Extracted records>
++++++
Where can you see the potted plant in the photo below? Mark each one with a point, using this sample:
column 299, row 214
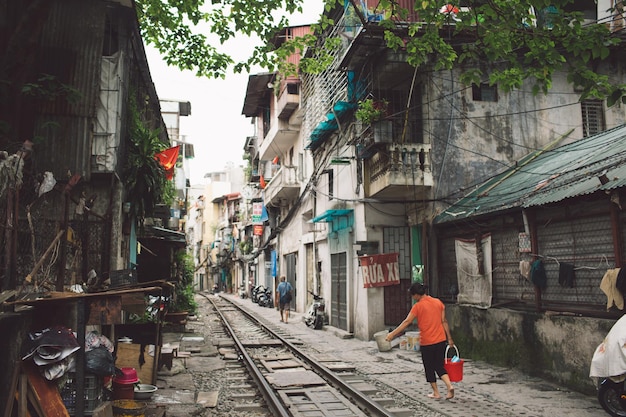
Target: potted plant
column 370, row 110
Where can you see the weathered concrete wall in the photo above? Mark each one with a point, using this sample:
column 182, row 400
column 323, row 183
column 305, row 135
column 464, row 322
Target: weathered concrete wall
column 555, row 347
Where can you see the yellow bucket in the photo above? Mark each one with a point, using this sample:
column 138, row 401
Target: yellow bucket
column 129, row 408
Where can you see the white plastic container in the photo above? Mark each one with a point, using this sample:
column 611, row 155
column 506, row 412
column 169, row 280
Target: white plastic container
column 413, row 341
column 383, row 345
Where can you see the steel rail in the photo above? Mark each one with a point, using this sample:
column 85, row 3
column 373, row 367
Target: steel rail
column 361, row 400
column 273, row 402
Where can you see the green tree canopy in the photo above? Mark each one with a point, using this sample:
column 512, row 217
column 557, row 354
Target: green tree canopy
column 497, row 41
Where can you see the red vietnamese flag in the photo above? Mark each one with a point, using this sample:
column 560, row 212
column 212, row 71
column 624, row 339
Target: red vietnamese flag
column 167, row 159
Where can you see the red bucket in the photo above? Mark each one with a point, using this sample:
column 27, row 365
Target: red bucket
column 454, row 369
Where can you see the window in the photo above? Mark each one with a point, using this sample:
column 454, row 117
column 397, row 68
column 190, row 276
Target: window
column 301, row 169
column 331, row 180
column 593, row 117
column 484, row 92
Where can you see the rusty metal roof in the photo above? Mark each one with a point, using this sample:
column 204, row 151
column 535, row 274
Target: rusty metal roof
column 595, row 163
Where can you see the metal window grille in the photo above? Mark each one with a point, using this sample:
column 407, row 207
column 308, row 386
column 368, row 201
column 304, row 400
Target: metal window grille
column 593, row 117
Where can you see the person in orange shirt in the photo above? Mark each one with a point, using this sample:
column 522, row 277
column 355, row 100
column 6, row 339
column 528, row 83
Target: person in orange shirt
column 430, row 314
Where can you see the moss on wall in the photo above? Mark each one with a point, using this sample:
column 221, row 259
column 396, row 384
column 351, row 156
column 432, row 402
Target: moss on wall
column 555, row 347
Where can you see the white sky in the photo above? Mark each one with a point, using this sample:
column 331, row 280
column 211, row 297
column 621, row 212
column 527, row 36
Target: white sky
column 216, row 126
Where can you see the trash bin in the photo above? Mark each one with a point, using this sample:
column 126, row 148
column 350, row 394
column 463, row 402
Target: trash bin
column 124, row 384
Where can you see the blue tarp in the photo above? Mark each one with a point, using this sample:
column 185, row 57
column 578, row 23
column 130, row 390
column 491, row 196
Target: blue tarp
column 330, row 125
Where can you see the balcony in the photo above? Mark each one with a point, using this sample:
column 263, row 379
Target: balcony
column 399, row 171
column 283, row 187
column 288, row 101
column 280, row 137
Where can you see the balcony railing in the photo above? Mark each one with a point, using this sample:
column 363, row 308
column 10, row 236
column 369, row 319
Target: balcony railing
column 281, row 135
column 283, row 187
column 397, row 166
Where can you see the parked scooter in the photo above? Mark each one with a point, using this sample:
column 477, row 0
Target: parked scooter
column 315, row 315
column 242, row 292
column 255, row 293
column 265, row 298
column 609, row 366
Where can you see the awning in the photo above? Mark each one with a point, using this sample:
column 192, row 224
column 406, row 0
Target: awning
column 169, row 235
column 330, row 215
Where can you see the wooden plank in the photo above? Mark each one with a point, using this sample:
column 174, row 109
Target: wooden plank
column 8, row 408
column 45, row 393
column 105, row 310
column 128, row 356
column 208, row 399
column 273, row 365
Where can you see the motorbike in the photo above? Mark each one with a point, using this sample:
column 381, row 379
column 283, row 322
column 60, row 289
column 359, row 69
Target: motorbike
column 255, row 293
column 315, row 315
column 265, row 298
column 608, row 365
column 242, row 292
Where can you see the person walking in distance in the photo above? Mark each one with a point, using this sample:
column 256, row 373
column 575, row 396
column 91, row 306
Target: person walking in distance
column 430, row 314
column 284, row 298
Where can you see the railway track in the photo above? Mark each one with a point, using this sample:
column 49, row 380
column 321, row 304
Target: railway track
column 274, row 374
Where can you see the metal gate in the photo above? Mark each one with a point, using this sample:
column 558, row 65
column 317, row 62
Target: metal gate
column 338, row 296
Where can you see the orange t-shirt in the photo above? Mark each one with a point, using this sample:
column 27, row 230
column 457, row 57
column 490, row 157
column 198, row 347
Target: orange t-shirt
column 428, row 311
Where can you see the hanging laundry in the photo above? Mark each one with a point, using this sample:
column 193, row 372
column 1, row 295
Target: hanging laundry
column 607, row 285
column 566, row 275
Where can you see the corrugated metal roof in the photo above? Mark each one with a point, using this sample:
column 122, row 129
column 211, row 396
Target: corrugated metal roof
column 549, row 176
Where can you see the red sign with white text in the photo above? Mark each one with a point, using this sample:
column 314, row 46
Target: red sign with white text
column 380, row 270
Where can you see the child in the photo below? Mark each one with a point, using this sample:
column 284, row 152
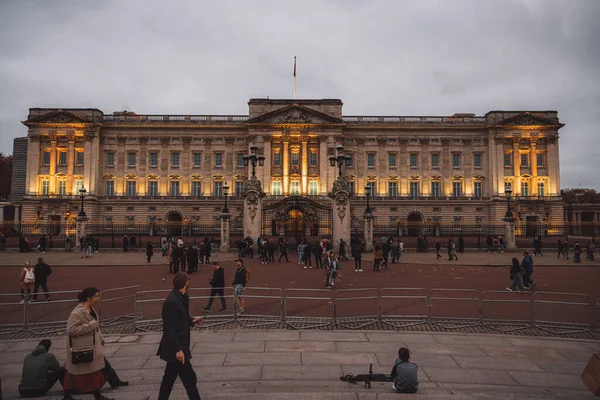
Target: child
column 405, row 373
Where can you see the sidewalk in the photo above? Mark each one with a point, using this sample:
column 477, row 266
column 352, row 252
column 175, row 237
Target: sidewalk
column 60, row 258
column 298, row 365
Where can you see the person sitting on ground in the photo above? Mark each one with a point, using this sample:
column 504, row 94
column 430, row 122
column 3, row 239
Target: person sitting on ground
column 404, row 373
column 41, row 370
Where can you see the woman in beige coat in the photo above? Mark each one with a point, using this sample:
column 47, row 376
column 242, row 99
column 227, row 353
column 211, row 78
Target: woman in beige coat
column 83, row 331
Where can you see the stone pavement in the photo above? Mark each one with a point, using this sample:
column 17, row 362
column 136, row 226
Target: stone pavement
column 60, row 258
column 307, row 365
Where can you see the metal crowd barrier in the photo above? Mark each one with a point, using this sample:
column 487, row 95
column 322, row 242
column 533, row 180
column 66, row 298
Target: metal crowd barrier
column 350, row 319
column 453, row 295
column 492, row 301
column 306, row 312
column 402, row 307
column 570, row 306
++++++
Task> How many of the lines in this material contain the word "below"? State the number and nothing else.

Task result> 2